Do this —
Reproduce every one of the rows below word for word, with nothing changed.

A run of rows
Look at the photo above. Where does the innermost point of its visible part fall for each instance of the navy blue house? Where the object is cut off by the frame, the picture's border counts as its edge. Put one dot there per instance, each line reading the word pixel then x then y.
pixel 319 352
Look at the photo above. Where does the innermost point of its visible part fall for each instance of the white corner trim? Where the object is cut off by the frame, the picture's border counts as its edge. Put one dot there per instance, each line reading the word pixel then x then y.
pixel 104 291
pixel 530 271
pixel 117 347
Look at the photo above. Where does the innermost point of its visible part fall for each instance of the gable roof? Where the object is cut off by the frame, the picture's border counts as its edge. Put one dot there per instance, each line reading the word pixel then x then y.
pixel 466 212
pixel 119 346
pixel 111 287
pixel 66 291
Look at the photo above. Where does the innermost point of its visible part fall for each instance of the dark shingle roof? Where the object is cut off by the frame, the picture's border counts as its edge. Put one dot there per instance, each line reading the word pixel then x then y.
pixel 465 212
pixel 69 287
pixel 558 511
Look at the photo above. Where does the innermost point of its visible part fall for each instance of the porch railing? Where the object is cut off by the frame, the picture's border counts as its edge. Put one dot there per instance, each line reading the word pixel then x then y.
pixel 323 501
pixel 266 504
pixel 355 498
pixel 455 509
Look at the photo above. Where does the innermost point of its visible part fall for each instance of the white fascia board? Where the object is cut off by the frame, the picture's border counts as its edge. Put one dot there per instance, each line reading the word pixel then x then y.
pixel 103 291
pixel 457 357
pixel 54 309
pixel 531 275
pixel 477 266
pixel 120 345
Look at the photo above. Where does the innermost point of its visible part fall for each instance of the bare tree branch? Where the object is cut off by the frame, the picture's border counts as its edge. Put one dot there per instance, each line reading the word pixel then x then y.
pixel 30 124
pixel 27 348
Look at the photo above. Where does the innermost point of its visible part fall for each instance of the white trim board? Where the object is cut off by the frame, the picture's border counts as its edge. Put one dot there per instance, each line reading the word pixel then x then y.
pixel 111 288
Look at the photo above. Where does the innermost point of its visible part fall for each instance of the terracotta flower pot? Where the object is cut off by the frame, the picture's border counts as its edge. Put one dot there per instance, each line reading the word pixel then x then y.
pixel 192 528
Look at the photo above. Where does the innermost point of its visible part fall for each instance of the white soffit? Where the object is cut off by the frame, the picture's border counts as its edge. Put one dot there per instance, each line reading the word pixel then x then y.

Response to this task —
Look at the photo above. Where does the innermost point of its visible part fall for each instance of the navy blue house? Where the object is cut off by the frame, the picture's border counts as its edge. Put one dot there per instance, each line reading the word pixel then x then y.
pixel 319 352
Look at the photo above. Where does the innermost point of its visible part fall for each instance of the white corner trim? Where the object is cut off by the frame, the picture's border counts as its edge. Put one dot there per instance, each line reading the word pixel then x then y.
pixel 104 291
pixel 530 271
pixel 117 347
Look at the photo above. Where does the innermost point of its visible part fall for each instance of the gable roof? Where the object is cut off by the frame, the picture's border counts as its edge. Put one dot there per instance, each line reading the word pixel then x then y.
pixel 466 212
pixel 119 346
pixel 111 287
pixel 66 291
Look at the photo above. Where does the innermost point of its visible part fall for each instance of the dark shingle roof? Where the object is cut off by the frame, the picture's border counts as its edge. Put one dot there per instance, each line reading the word pixel then x then y.
pixel 465 212
pixel 69 287
pixel 558 511
Look at the photo above. Where does the innermost point of its visible part fall for each instance of the porch railing? Where the object is cut off by the frame, the picture's border counts as its edge. Put one dot there per instance, each line reading the word pixel then x then y.
pixel 323 501
pixel 266 504
pixel 355 498
pixel 455 509
Look at the photo above. Where does the innermost point of its visible part fall for each instance of the white fascia board? Where the object is cut off by the frame, the picture's border counts as its edge. Put one dot there per instance, each line reading the word pixel then x then y.
pixel 103 291
pixel 457 357
pixel 54 309
pixel 531 275
pixel 477 266
pixel 120 345
Look at the photo above. Where does the innermost point of its visible part fall for each instance of the bare tree branch? Where the object is cut off by the frame, the picture's border counts as its edge. Put one dot there per instance, each line reading the word pixel then x then y.
pixel 30 124
pixel 27 348
Look at the photo above. Where does the innermost point of its visible part fall for each instance of the white trim board? Where the object is cut off by the frame, the picture's border counts as its edge. Put one dot there per instance, each line reading the word pixel then x then y.
pixel 111 288
Look at the photo above. Where does the innermost point of its visible part fall for each instance of the terracotta flower pot? Where the object is cut off by the frame, the picture's border counts as its edge. Put one dot there per instance, each line reading the word pixel then x then y.
pixel 192 528
Look at the photo above. Where does the innermost point of its visible part fall for each instance of the white soffit? Where the object is cut off by the frame, the picture's border counts as its edge. Put one dot there per instance, each line reading the word pixel then x then y.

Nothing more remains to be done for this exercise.